Render the listing below as a Markdown table with the columns Row and Entry, giving each line a row number and leaving out blank lines. Include only everything from the line containing "Q: Point to the sandy" down to the line containing "x=352, y=157", both of those lines included.

— begin —

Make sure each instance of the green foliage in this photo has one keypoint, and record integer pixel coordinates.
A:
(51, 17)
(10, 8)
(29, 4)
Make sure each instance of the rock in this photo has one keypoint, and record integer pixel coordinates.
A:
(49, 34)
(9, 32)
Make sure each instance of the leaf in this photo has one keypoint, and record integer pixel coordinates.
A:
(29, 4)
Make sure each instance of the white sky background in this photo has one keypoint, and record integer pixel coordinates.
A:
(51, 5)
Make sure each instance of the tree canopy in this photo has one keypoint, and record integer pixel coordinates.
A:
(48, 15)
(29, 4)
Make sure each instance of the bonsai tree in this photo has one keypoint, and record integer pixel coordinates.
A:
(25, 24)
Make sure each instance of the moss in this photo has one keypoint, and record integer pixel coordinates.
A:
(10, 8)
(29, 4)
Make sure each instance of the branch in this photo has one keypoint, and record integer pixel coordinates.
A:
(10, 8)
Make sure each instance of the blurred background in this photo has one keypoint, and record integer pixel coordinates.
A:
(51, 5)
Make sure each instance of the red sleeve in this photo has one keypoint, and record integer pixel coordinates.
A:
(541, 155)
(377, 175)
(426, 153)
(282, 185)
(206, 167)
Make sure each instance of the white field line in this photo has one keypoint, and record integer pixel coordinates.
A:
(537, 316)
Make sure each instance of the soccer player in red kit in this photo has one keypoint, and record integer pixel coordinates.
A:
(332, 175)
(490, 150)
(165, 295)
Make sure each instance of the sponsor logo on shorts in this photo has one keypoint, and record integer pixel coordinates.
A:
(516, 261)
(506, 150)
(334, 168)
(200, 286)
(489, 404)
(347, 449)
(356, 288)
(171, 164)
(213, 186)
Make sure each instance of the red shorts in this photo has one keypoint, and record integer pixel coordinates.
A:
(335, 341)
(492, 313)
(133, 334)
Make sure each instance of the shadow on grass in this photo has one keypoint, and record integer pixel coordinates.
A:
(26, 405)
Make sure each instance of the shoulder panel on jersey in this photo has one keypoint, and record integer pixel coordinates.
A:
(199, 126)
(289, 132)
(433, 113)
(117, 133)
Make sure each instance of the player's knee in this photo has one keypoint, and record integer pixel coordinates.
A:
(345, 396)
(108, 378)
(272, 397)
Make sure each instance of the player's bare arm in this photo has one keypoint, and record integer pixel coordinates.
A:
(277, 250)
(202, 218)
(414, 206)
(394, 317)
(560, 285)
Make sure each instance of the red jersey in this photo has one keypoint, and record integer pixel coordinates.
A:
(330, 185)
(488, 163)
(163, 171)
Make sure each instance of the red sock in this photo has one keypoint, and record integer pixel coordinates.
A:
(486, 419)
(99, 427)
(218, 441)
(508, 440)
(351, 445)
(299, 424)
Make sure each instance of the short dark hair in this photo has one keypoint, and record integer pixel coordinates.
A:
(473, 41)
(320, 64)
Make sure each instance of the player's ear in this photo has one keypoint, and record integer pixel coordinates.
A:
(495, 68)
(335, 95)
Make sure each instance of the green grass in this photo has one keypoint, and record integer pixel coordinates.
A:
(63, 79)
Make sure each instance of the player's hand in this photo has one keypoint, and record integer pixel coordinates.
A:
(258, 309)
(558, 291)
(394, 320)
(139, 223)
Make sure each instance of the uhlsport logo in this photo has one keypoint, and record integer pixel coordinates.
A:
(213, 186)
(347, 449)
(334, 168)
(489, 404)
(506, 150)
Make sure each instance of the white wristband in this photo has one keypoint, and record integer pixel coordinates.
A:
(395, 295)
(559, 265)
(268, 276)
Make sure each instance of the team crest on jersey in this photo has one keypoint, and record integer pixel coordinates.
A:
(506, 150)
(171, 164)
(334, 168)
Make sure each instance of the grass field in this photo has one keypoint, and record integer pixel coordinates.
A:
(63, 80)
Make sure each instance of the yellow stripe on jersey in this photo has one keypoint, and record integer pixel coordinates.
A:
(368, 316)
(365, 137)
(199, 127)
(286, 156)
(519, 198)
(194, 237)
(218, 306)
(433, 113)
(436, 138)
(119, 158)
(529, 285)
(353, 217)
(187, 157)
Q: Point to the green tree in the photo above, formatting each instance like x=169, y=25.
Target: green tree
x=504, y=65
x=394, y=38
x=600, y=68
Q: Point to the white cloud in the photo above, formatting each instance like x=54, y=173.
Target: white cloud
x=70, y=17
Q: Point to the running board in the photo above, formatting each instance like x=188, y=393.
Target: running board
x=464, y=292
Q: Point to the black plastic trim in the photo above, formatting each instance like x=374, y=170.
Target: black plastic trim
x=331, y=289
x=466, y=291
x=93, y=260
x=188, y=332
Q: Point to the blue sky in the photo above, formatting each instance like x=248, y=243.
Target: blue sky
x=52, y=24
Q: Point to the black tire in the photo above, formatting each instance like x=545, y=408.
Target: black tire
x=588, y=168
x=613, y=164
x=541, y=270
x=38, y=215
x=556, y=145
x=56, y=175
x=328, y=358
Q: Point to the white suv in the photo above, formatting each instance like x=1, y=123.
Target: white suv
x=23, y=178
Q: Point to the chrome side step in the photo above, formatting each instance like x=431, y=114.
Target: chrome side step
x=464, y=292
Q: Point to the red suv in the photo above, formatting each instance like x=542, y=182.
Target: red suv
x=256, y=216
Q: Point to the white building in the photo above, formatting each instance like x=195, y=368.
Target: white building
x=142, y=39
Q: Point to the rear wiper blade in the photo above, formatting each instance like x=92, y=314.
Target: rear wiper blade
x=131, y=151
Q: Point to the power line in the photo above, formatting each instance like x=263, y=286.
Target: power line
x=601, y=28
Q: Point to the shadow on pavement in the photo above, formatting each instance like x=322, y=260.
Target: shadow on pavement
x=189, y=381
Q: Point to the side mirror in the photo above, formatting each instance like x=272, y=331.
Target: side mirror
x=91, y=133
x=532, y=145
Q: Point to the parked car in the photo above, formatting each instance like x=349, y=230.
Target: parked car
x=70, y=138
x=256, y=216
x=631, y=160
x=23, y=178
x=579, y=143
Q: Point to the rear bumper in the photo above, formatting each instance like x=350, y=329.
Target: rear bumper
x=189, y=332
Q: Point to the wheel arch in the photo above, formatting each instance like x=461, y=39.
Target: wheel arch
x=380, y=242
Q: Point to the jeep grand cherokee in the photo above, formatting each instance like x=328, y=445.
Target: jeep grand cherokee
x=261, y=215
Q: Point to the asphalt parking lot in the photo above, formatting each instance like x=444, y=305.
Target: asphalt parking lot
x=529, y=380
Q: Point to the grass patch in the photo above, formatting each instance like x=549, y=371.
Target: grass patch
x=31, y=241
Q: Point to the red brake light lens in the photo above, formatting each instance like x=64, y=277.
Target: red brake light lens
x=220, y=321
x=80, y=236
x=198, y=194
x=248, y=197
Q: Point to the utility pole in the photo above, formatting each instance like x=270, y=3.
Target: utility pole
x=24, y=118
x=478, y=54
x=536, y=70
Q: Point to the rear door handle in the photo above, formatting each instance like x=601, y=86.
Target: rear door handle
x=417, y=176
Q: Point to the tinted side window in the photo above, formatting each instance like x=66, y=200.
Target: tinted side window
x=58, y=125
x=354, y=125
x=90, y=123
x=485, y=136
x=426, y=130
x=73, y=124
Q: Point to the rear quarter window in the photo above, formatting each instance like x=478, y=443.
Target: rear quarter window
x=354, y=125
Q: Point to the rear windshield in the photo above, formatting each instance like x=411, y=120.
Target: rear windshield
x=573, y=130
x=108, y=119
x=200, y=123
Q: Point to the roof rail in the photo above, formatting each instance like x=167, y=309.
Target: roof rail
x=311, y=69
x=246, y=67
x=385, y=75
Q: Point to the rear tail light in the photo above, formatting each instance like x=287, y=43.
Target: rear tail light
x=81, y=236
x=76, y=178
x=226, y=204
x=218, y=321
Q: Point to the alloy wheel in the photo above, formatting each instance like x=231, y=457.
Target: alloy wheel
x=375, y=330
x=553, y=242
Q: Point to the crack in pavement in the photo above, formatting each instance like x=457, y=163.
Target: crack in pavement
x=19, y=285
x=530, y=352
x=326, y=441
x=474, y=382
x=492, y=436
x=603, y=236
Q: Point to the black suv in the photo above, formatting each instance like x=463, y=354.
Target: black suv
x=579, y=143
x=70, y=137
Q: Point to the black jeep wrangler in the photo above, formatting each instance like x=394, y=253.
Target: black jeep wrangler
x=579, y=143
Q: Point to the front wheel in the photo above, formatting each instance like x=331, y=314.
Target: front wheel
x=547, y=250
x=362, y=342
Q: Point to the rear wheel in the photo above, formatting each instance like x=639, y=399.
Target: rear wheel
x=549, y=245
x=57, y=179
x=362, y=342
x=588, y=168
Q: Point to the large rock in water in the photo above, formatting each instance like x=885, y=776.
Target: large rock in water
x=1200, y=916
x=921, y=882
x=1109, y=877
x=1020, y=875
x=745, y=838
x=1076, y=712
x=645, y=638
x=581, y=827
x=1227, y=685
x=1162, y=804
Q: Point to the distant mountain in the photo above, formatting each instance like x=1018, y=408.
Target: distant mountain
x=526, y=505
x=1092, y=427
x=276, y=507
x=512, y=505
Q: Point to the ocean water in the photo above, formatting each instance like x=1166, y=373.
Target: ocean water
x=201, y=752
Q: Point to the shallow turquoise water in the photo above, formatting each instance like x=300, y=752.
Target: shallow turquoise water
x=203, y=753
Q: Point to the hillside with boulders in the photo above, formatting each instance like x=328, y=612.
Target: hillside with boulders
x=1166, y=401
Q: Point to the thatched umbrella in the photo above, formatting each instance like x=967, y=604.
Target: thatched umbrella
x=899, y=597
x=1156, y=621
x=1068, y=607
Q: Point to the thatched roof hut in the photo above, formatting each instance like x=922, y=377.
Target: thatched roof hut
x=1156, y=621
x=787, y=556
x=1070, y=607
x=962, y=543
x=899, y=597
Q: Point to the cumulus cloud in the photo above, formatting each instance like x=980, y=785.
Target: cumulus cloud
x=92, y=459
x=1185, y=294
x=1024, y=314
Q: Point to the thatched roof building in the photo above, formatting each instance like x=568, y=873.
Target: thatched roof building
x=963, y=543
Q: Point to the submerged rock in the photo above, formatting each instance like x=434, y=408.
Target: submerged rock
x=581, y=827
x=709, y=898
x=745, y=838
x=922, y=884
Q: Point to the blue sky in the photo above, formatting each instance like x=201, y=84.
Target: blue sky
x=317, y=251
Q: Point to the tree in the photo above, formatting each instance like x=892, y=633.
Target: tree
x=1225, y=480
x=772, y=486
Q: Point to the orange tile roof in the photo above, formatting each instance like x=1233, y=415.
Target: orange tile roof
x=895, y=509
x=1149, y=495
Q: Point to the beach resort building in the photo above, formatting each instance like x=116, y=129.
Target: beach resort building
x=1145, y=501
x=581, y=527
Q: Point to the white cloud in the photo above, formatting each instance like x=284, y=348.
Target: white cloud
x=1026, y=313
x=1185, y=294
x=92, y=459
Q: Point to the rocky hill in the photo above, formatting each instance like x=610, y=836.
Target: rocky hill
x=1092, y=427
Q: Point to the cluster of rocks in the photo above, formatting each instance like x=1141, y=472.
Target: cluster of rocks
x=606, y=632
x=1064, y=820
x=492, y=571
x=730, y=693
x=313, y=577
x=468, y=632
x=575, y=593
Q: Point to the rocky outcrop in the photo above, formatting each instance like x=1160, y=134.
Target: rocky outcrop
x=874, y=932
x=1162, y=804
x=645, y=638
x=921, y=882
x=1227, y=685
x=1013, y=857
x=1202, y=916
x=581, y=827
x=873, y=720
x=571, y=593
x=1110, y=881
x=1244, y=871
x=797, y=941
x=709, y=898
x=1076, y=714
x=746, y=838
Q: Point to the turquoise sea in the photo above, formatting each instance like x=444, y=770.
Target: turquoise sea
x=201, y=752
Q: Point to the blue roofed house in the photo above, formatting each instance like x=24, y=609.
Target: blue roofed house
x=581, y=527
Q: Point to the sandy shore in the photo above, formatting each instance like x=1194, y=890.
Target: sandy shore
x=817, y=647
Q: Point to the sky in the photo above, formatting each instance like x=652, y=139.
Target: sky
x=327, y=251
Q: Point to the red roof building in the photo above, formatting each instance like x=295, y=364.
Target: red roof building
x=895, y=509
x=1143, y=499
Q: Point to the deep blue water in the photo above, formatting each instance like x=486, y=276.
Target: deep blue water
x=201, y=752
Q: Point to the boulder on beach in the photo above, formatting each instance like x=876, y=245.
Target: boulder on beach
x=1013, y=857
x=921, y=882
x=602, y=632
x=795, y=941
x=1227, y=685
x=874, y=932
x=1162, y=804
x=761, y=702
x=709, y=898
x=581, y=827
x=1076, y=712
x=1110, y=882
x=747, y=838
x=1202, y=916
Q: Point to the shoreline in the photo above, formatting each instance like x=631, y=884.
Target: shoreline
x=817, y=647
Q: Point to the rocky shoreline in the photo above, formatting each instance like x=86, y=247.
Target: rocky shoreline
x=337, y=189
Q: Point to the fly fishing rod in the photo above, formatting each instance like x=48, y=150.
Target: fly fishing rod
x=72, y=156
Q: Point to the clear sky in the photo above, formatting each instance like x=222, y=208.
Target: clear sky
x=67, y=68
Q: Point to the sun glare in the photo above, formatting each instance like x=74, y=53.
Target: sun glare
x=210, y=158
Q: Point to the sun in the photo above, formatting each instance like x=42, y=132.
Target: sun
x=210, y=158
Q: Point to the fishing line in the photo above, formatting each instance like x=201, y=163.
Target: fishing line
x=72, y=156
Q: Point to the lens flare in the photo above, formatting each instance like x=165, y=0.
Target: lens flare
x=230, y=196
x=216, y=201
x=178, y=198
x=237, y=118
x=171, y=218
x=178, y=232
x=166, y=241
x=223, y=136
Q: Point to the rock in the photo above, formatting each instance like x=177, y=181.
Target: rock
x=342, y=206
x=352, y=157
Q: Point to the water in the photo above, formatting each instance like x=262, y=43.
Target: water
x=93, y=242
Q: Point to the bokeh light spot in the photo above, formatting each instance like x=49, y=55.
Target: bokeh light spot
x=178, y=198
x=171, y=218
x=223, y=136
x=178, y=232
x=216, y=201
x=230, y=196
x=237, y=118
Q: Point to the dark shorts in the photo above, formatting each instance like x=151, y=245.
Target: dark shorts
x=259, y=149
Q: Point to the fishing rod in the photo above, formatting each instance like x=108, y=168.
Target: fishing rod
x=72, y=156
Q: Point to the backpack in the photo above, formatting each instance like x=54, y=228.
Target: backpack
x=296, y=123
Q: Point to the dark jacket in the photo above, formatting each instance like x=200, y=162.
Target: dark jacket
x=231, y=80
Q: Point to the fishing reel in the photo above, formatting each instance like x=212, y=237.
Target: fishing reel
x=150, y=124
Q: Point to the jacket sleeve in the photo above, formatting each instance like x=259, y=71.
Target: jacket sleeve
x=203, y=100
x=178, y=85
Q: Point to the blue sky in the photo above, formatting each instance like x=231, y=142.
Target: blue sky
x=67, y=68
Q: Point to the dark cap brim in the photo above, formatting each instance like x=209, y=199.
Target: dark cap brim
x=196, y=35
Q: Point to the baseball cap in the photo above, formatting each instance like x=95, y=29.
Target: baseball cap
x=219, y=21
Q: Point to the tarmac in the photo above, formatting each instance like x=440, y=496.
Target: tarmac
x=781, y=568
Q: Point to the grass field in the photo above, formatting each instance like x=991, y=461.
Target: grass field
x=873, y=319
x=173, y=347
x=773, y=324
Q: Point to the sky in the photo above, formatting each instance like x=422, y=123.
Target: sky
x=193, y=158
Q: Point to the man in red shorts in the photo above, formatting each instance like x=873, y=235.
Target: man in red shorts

— end —

## SOLUTION TO THIS TASK
| Row | Entry |
|---|---|
| 1 | Q: Point to the sandy shore in the photo above, formatting each instance like x=1194, y=890. |
| 2 | Target: sandy shore |
| 3 | x=817, y=647 |
| 4 | Q: Point to the sky in the photo above, formatting each instance like x=652, y=139. |
| 5 | Target: sky |
| 6 | x=327, y=251 |
| 7 | Q: Point to the red roof building in the photo above, formatting each instance like x=295, y=364. |
| 8 | Target: red roof building |
| 9 | x=895, y=509 |
| 10 | x=1143, y=499 |
| 11 | Q: Point to the deep blue water in the photo above, formatting each instance like x=486, y=276. |
| 12 | Target: deep blue water |
| 13 | x=201, y=752 |
| 14 | Q: Point to the boulder on beach in the photo above, formatting each instance like x=876, y=245. |
| 15 | Target: boulder on beach |
| 16 | x=1013, y=857 |
| 17 | x=921, y=882 |
| 18 | x=602, y=632 |
| 19 | x=795, y=941 |
| 20 | x=1227, y=685 |
| 21 | x=874, y=932 |
| 22 | x=1162, y=804 |
| 23 | x=761, y=702 |
| 24 | x=709, y=898 |
| 25 | x=581, y=827 |
| 26 | x=1076, y=712 |
| 27 | x=1110, y=882 |
| 28 | x=747, y=838 |
| 29 | x=1202, y=916 |
| 30 | Q: Point to the shoreline in the photo above, formatting each instance like x=631, y=884. |
| 31 | Target: shoreline |
| 32 | x=817, y=647 |
| 33 | Q: Point to the rocky shoreline in the photo above, formatting each instance like x=86, y=247. |
| 34 | Target: rocky shoreline |
| 35 | x=337, y=189 |
| 36 | Q: Point to the fly fishing rod in the photo above, formatting each instance like x=48, y=150. |
| 37 | Target: fly fishing rod |
| 38 | x=72, y=156 |
| 39 | Q: Point to the clear sky in the photo above, formatting each instance like x=222, y=208. |
| 40 | Target: clear sky |
| 41 | x=67, y=68 |
| 42 | Q: Point to the sun glare in the photo above, formatting each instance like x=74, y=53. |
| 43 | Target: sun glare |
| 44 | x=210, y=158 |
| 45 | Q: Point to the sun in the photo above, formatting each instance like x=42, y=132. |
| 46 | Target: sun |
| 47 | x=210, y=158 |
| 48 | Q: Point to the fishing line in the photo above, formatting each instance like x=201, y=163. |
| 49 | Target: fishing line |
| 50 | x=72, y=156 |
| 51 | Q: Point to the lens flare in the photo above, formatting each instance like x=165, y=0. |
| 52 | Target: lens flare |
| 53 | x=230, y=196 |
| 54 | x=216, y=201 |
| 55 | x=178, y=198 |
| 56 | x=237, y=118 |
| 57 | x=171, y=218 |
| 58 | x=178, y=232 |
| 59 | x=166, y=241 |
| 60 | x=223, y=136 |
| 61 | Q: Point to the rock in the photo above, formatting each instance like x=177, y=181. |
| 62 | Target: rock |
| 63 | x=342, y=206 |
| 64 | x=352, y=157 |